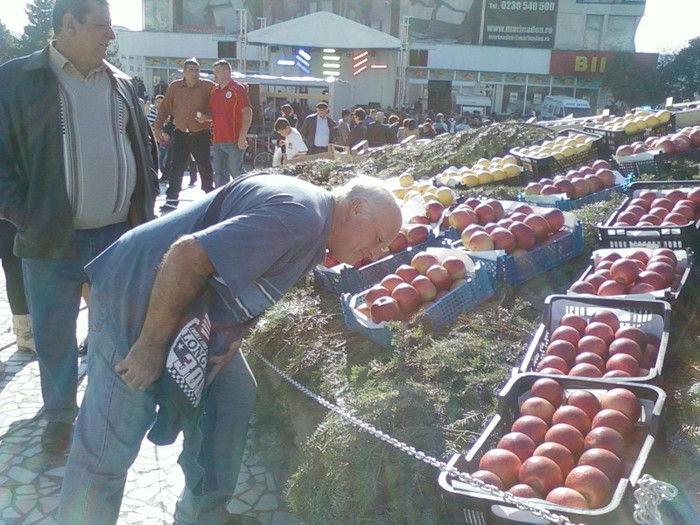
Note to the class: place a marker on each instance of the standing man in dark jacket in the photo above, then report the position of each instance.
(76, 171)
(319, 130)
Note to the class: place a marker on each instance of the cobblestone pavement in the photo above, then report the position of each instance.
(30, 479)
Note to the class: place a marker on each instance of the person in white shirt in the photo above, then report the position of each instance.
(295, 146)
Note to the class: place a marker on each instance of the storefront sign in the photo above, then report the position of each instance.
(590, 63)
(520, 23)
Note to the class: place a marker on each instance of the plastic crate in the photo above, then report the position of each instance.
(613, 139)
(658, 166)
(444, 311)
(674, 237)
(466, 504)
(516, 270)
(652, 316)
(346, 279)
(566, 204)
(672, 294)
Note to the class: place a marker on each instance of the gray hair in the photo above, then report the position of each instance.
(78, 8)
(372, 190)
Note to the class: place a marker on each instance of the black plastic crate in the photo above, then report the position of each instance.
(466, 504)
(659, 166)
(347, 279)
(566, 204)
(672, 294)
(652, 316)
(517, 270)
(674, 237)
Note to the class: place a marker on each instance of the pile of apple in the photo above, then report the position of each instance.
(632, 123)
(560, 147)
(672, 143)
(483, 171)
(569, 450)
(599, 347)
(399, 295)
(676, 207)
(484, 227)
(641, 270)
(577, 182)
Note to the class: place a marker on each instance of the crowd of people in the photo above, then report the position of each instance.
(170, 298)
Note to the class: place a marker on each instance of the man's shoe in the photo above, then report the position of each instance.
(241, 519)
(56, 438)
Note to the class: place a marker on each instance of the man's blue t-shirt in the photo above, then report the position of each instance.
(266, 232)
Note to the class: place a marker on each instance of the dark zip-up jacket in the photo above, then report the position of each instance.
(33, 192)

• • • • •

● **Problem to solve**: Can you repeat the listing from the line containing "of the dark" through its last line, both ends included, with every line kept and every point coordinate shifted up by 92?

● **Solution for this problem**:
Note to the class: place a marker on each instance of the dark zip-up jacket in the photo above, then report the position of each instance.
(125, 284)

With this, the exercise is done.